--- TEXT SEGMENT ---
# Performance Optimization: GPU and JIT Compilation

Benchmark and optimize rheological computations using JAX GPU acceleration and JIT.

## Learning Objectives
- Benchmark CPU vs GPU performance for rheological computations
- Understand JAX JIT compilation benefits and overhead
- Profile code to identify bottlenecks
- Optimize memory usage for large datasets
- Scale to 10K+ data points efficiently

## Prerequisites
- JAX basics (safe imports, vmap)
- Model fitting experience

**Estimated Time:** 40-45 minutes

In [None]:
import numpy as np
import time
import matplotlib.pyplot as plt
from rheo.models.maxwell import Maxwell
from rheo.core.jax_config import safe_import_jax

jax, jnp = safe_import_jax()

print('Device info:')
print(f'  JAX devices: {jax.devices()}')
print(f'  Default backend: {jax.default_backend()}')

## JIT Compilation Overhead vs Speedup

JAX Just-In-Time compilation: First call slow (compilation), subsequent calls fast (cached).
--- RAW DATA ---
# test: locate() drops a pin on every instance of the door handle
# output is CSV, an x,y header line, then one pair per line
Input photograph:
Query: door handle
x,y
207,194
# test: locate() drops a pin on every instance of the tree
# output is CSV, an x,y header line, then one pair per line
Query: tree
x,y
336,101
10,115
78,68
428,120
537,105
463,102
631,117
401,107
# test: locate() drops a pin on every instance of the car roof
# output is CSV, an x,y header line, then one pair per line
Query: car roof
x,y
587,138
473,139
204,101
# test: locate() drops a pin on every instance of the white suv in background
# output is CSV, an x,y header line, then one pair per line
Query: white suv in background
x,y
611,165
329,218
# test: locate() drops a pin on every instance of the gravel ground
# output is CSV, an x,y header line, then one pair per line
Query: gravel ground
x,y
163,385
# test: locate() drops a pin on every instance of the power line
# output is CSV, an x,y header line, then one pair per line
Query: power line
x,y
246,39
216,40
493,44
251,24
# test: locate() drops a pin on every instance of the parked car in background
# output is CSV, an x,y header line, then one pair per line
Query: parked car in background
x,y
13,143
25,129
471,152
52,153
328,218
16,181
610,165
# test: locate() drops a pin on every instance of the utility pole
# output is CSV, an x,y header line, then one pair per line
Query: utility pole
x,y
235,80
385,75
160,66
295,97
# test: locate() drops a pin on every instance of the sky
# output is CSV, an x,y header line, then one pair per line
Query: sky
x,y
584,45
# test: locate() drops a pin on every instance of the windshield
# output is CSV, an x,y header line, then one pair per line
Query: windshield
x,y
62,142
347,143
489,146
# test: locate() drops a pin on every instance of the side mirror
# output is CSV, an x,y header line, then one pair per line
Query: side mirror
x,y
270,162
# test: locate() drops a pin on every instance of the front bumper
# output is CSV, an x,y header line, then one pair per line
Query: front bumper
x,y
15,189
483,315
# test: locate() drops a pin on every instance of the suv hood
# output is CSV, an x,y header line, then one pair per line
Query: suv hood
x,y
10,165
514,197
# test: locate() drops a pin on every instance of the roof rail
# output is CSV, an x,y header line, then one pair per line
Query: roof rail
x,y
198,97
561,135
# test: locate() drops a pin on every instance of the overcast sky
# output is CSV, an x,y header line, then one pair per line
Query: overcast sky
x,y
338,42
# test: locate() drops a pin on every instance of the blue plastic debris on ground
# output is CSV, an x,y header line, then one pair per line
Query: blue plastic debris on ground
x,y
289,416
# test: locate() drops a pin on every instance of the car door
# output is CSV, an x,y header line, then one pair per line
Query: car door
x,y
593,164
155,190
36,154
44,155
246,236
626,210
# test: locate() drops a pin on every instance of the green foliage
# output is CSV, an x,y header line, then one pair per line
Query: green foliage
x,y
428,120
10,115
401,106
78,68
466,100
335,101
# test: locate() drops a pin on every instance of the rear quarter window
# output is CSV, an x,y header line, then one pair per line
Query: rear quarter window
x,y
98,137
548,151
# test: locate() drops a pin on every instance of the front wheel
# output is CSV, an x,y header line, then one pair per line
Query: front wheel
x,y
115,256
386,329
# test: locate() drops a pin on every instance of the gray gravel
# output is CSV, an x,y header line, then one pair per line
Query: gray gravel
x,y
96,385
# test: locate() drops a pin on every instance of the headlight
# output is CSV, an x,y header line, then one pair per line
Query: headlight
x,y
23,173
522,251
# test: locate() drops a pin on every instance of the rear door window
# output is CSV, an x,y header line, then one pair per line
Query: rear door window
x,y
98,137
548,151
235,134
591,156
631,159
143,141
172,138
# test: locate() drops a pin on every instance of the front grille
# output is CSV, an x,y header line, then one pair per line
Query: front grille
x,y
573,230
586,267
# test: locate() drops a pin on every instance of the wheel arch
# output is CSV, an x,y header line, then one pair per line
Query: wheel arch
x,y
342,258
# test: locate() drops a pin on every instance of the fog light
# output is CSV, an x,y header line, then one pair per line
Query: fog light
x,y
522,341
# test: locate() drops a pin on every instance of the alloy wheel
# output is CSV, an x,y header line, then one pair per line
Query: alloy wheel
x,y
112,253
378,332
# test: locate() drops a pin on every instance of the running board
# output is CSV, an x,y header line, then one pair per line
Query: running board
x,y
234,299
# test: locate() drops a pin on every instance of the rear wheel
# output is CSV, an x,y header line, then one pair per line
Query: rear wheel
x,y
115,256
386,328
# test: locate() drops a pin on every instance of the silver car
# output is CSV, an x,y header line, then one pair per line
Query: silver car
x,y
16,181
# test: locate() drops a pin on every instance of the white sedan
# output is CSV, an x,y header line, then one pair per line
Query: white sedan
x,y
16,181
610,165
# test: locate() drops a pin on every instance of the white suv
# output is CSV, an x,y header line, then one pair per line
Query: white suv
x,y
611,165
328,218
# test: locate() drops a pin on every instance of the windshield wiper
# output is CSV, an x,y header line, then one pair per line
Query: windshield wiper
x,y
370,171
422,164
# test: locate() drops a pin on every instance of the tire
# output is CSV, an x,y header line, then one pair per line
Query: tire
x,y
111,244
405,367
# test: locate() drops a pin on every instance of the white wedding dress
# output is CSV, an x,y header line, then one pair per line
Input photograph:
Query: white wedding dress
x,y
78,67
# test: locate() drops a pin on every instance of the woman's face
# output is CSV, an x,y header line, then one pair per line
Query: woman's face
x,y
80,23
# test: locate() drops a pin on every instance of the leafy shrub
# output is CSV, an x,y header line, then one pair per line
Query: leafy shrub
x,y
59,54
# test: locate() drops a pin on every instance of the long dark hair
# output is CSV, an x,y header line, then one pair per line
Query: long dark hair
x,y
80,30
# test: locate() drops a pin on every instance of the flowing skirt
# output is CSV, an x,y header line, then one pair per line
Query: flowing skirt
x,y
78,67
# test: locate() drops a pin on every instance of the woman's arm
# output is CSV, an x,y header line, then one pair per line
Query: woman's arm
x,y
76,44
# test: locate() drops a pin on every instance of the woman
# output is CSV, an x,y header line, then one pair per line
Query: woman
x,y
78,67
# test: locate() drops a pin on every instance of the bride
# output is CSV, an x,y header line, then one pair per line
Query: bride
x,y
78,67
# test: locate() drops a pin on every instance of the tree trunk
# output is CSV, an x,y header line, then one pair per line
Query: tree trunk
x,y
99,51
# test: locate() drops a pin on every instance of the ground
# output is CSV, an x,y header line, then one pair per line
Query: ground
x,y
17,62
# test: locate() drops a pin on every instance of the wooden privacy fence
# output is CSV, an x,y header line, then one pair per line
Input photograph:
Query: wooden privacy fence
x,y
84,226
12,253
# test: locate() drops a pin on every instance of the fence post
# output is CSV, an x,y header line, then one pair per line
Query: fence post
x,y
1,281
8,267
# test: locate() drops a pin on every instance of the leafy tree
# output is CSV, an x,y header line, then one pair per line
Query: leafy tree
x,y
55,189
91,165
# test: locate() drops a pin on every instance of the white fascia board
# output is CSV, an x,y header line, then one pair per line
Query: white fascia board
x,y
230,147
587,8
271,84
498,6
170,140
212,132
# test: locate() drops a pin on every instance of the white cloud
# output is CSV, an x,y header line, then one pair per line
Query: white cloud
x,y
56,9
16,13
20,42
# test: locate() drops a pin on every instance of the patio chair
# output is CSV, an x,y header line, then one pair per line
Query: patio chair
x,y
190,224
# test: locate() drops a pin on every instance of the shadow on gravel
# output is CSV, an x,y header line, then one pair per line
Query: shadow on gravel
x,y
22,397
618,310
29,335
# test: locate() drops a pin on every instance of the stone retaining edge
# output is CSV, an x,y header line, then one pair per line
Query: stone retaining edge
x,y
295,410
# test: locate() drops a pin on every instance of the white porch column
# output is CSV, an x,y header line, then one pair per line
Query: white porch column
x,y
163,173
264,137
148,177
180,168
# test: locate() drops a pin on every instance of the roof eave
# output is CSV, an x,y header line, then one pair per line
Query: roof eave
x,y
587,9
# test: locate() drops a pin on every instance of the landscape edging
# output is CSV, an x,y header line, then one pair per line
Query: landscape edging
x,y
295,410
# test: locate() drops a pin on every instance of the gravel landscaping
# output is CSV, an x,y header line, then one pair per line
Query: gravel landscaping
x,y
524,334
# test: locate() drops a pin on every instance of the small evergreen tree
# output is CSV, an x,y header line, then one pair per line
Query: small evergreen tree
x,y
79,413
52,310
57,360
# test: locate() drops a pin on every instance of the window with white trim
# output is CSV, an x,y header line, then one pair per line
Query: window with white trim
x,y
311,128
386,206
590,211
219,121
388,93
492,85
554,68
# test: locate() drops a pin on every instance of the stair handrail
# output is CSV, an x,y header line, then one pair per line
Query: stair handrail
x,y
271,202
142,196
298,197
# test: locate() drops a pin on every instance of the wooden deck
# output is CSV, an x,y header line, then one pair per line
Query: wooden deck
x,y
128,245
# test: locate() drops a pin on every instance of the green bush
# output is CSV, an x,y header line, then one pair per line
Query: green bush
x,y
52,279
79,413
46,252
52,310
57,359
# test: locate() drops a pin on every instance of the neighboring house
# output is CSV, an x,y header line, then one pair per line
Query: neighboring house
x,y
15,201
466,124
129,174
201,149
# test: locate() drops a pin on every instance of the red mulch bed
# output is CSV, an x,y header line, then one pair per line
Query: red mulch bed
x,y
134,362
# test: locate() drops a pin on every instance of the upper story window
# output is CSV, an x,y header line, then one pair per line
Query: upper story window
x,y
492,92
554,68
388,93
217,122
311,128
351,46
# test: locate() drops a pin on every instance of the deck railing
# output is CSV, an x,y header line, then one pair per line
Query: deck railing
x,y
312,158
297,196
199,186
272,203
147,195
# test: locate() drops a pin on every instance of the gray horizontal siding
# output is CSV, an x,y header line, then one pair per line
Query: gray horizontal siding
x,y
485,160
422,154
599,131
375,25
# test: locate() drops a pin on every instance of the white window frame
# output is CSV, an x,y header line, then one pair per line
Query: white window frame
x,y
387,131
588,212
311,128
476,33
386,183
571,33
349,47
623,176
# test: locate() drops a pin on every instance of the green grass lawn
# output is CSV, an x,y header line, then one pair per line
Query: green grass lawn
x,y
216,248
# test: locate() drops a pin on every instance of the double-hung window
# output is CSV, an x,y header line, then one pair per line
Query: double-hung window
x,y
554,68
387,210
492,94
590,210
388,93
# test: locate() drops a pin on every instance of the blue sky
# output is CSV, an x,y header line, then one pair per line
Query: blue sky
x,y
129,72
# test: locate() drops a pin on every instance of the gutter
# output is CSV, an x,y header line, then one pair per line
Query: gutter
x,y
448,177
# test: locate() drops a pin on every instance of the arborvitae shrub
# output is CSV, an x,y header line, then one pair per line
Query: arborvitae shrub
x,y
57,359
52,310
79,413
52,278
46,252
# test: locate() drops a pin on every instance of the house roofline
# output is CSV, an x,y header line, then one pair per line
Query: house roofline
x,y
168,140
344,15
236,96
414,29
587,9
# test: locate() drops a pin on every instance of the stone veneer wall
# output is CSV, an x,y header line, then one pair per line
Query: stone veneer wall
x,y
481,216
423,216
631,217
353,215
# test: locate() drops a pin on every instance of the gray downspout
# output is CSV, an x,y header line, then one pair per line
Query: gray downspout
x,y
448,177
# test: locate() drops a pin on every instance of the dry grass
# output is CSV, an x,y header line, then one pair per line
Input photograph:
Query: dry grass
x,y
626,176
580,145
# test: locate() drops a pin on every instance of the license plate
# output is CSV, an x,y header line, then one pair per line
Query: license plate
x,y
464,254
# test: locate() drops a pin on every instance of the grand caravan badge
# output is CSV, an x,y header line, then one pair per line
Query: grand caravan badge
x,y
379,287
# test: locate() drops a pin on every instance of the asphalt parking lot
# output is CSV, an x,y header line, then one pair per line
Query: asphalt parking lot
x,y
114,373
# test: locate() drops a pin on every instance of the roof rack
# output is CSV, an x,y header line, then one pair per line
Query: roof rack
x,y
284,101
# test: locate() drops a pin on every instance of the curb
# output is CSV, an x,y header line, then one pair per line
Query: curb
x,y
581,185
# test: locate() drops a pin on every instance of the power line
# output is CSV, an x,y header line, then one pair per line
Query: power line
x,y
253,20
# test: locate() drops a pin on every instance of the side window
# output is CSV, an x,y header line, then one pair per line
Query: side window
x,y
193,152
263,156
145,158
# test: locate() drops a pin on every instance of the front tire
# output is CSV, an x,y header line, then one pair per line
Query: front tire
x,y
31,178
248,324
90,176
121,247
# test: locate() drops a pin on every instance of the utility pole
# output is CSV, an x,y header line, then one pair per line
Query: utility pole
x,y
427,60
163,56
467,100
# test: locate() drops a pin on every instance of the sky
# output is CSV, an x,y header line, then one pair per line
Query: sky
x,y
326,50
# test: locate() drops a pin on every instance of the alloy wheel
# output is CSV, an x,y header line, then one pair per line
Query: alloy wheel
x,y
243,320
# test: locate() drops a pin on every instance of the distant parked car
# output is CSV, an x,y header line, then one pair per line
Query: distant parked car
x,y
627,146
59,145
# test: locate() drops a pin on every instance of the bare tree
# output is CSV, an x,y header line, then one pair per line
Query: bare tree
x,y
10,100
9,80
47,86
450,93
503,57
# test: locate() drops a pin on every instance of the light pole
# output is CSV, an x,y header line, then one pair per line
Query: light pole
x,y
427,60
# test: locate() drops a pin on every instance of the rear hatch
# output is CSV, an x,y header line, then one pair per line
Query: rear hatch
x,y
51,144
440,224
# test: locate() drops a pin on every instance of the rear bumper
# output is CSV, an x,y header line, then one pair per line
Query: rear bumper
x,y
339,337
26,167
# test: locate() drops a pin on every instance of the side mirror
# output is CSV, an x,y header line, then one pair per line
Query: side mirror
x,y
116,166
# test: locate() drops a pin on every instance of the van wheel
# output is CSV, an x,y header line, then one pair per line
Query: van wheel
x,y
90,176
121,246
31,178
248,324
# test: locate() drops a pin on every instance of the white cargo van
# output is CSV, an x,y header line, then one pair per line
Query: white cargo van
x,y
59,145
---
• STATED EXERCISE A:
According to the performance optimization page, how long is the tutorial estimated to take?
• STATED EXERCISE B:
How many lines of the entries contain the word "face"? Give only the number.
The performance optimization page and the entries were taken from unrelated sources.

• TASK ANSWER A:
40-45 minutes

• TASK ANSWER B:
2